> [Data listing]
__________

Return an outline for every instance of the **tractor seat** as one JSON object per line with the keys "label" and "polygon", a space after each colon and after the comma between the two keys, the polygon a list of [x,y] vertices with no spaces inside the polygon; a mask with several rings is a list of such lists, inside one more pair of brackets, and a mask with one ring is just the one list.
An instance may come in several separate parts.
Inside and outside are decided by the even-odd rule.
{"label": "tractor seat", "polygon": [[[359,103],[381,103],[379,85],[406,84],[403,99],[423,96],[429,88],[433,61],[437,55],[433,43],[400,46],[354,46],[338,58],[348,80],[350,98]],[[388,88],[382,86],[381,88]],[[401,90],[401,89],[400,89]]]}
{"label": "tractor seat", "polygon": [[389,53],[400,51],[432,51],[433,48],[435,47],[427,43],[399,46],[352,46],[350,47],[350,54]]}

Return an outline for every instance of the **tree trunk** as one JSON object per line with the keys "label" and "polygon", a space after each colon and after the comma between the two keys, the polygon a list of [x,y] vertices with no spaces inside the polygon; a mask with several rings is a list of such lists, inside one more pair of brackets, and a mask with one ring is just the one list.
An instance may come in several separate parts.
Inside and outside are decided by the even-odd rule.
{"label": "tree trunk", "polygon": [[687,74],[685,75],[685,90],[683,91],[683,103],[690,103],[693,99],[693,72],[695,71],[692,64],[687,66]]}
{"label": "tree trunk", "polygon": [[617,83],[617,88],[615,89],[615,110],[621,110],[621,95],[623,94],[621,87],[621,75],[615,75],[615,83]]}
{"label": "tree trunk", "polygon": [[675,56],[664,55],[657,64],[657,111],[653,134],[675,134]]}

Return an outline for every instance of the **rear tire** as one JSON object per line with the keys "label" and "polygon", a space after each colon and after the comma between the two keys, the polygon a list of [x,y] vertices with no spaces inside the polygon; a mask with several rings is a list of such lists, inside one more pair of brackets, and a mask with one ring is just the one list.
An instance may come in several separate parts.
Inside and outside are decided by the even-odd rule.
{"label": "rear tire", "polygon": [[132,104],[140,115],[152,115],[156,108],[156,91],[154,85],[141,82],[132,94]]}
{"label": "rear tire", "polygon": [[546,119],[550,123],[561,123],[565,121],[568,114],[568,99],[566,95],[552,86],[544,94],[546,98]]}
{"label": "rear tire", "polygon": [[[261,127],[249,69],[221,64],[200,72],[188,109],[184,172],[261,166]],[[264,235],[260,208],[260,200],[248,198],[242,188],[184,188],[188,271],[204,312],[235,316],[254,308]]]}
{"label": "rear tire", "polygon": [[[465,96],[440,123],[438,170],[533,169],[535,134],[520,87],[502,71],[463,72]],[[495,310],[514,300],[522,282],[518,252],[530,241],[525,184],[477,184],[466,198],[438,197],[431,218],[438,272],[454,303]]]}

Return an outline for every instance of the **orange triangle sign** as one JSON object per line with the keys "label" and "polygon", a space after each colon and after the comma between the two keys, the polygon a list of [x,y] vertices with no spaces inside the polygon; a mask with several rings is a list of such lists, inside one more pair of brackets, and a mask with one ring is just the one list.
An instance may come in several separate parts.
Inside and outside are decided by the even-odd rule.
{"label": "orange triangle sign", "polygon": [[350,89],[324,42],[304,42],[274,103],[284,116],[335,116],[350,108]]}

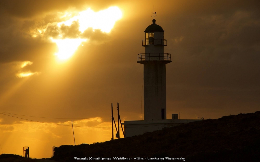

__________

> [The task] Reproduce verbatim the lines running from the line containing "Return an outline for every instance of the **orange" up to and including the final line of the records, leaving the picture out of your answer.

> [Response]
Return an outline for every instance of the **orange triangle sign** as one JSON object per line with the keys "label" and "polygon", a space after each colon and after the comma between the two keys, the polygon a list of [x,y] vertices with no spaces inside the polygon; a mask with several rings is a list of such lists, inside one more pair of brackets, and a mask with one ring is just the one list.
An instance may come in several separate parts.
Inside and outside are decided by the even-odd rule.
{"label": "orange triangle sign", "polygon": [[350,89],[324,42],[304,42],[274,103],[284,116],[335,116],[350,108]]}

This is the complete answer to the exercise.